• **Written instruction**:
Give every one of the rows below as a JSON list of strings, with one string per line. Omit blank lines and leave the pictures out.

(Items from a labeling collection)
□ □ □ □ □ □ □

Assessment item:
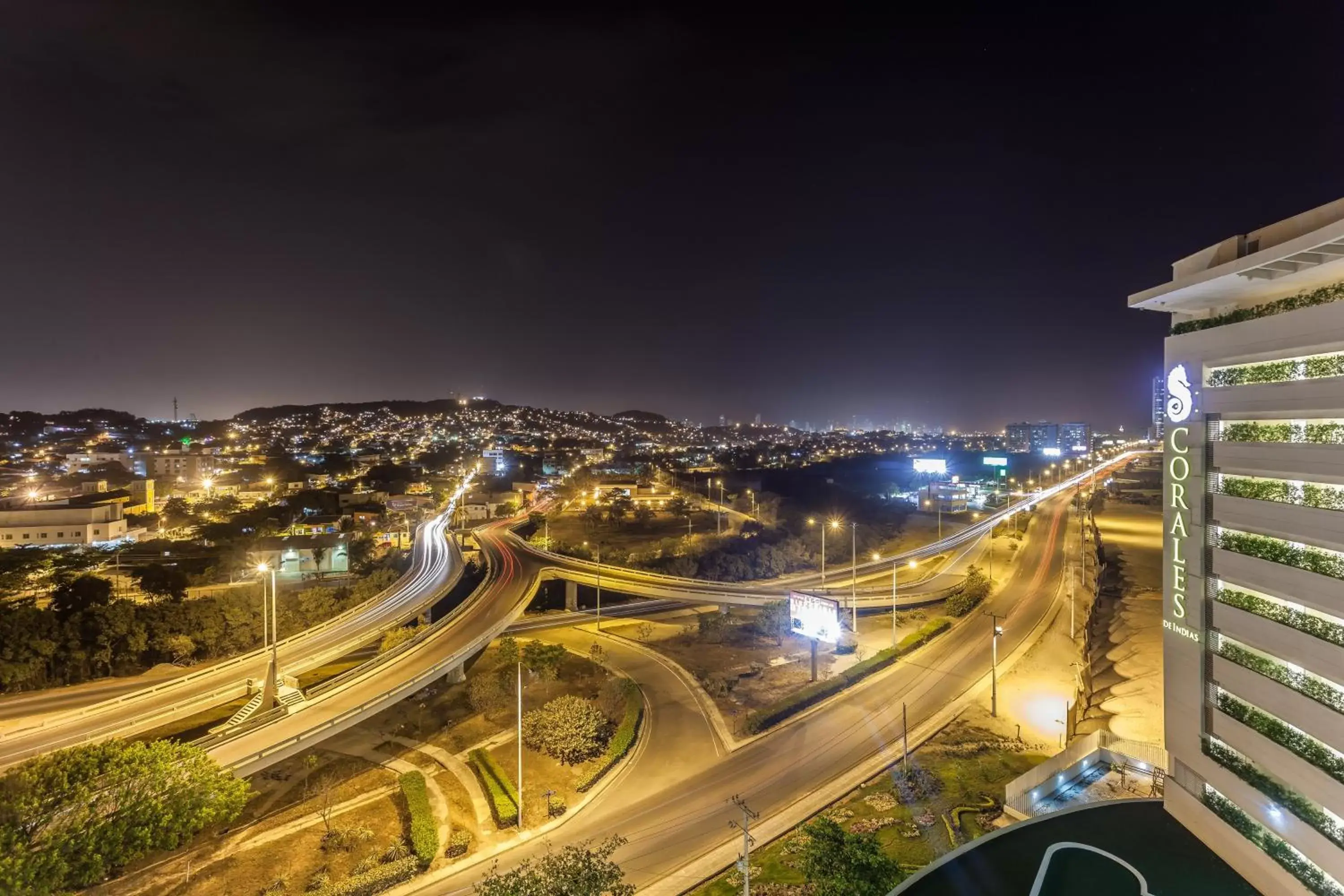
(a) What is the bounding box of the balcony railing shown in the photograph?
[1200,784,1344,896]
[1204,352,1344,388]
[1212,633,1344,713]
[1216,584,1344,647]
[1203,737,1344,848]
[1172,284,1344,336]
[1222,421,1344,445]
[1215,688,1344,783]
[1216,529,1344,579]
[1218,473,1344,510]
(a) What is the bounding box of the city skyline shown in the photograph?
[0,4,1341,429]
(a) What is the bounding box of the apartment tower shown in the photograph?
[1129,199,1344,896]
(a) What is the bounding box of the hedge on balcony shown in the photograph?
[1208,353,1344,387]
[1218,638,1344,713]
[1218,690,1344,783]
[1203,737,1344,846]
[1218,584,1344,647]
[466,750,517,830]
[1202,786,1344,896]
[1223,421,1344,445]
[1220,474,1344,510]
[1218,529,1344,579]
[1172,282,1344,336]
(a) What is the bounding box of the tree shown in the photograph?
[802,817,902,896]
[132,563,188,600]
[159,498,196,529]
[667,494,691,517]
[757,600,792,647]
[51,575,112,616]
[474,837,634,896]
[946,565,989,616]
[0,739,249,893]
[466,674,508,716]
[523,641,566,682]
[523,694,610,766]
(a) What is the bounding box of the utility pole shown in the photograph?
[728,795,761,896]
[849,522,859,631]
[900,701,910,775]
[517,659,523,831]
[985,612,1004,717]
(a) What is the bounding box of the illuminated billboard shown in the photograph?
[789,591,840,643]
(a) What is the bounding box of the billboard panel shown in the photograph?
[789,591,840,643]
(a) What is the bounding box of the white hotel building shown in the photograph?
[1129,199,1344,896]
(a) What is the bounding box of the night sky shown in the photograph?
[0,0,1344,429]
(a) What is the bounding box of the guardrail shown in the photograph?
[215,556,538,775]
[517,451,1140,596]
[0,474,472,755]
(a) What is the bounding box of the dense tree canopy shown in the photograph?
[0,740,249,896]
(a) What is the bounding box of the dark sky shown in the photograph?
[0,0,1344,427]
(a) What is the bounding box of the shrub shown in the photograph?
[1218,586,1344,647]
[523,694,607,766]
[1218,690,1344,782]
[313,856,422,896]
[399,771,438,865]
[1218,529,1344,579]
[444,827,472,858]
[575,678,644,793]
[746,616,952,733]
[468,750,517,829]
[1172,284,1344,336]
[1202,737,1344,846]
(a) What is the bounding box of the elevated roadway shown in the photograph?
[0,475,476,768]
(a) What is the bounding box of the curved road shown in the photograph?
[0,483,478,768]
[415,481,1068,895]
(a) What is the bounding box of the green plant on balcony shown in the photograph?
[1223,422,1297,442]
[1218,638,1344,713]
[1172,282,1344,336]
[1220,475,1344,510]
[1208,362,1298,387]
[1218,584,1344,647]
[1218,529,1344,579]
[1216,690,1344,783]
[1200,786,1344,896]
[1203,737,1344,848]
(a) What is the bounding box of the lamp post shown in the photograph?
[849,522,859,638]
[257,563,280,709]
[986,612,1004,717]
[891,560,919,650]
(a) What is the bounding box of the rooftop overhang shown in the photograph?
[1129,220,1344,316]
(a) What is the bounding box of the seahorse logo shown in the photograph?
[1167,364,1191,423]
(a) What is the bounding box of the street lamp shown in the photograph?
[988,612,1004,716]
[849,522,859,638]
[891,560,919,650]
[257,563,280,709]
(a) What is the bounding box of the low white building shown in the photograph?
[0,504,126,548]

□ □ □ □ □ □ □

• **Full response**:
[
  "Assessment item:",
  "(a) What is the bounding box of the balcony railing shown in the photograph?",
  "[1200,784,1344,896]",
  "[1204,352,1344,388]",
  "[1212,633,1344,713]",
  "[1216,584,1344,647]",
  "[1203,737,1344,848]",
  "[1172,284,1344,336]",
  "[1222,421,1344,445]",
  "[1215,688,1344,783]",
  "[1216,529,1344,579]",
  "[1218,473,1344,510]",
  "(a) What is the bounding box of the city skyline shown in the photograph?",
  "[0,4,1341,429]",
  "(a) What is the bounding box of the apartment tower shown in the photograph?",
  "[1129,199,1344,896]",
  "(a) What is the bounding box of the hedge on balcony shown in the photograph?",
  "[1208,353,1344,387]",
  "[1218,638,1344,713]",
  "[1218,690,1344,783]",
  "[1203,737,1344,846]",
  "[1218,584,1344,647]",
  "[466,750,517,830]",
  "[1202,786,1344,896]",
  "[1223,421,1344,445]",
  "[1220,474,1344,510]",
  "[1218,529,1344,579]",
  "[1172,282,1344,336]",
  "(a) What is the bounding box of the tree shown in the photograph?",
  "[802,817,902,896]",
  "[132,563,188,600]",
  "[159,498,196,529]",
  "[667,494,691,517]",
  "[757,600,792,647]",
  "[51,575,112,616]",
  "[474,837,634,896]",
  "[946,565,989,616]",
  "[0,739,249,893]",
  "[466,674,508,716]",
  "[523,641,566,682]",
  "[523,694,610,766]",
  "(a) What is the bounding box of the utility pole shown in the photograph?",
  "[728,795,761,896]",
  "[849,522,859,631]",
  "[900,701,910,775]",
  "[517,659,523,831]",
  "[985,612,1004,717]",
  "(a) What is the bounding box of the illuminated billboard shown in the photograph?",
  "[789,591,840,643]",
  "(a) What is the bounding box of the billboard panel shown in the photograph?",
  "[789,591,840,643]",
  "(a) What is the bounding box of the white hotel building shown in the photograph?",
  "[1129,199,1344,896]",
  "(a) What is the bounding box of the night sky shown in the photograph?",
  "[0,0,1344,429]",
  "(a) What is the bounding box of the guardrail shown in the photograph?",
  "[215,556,538,775]",
  "[517,451,1140,596]",
  "[0,474,472,755]",
  "(a) What is the bounding box of the dense tree canopy shown in the photograph?",
  "[0,740,249,896]",
  "(a) What is the bounding box of the dark sky shown in the photograph?",
  "[0,0,1344,427]",
  "(a) What is the bounding box of the shrub shown in the photograph?",
  "[1218,586,1344,647]",
  "[523,694,607,766]",
  "[1218,690,1344,782]",
  "[313,856,422,896]",
  "[399,771,438,865]",
  "[1218,529,1344,579]",
  "[444,827,472,858]",
  "[575,678,644,793]",
  "[746,616,952,733]",
  "[468,750,517,829]",
  "[1172,284,1344,336]",
  "[1202,737,1344,846]",
  "(a) What is the bounding box of the elevated roadway shown in the photograph?",
  "[0,475,476,768]",
  "(a) What is the bounding box of the curved road shown in the photograph?",
  "[0,483,478,768]",
  "[415,481,1068,895]",
  "(a) What is the bounding box of the green plant on balcony shown in the photograph?",
  "[1223,422,1297,442]",
  "[1218,638,1344,713]",
  "[1172,282,1344,336]",
  "[1220,475,1344,510]",
  "[1208,362,1298,387]",
  "[1218,584,1344,647]",
  "[1218,529,1344,579]",
  "[1216,690,1344,783]",
  "[1200,786,1344,896]",
  "[1203,737,1344,848]",
  "(a) What is the bounding box of the lamp post shown in the photograph?",
  "[849,522,859,638]",
  "[257,563,280,709]",
  "[986,612,1004,717]",
  "[891,560,919,650]",
  "(a) What is the bounding box of the rooftop overhang shown in the photograph?",
  "[1129,220,1344,316]",
  "(a) What is the bounding box of the seahorse logo shown in the photograph?",
  "[1167,364,1191,423]",
  "(a) What is the bounding box of the street lamp shown in the photograph?",
  "[988,612,1004,716]",
  "[849,522,859,638]",
  "[891,560,919,650]",
  "[257,563,280,709]",
  "(a) What is the bounding box of the low white building shown in the photograph?",
  "[0,504,126,548]"
]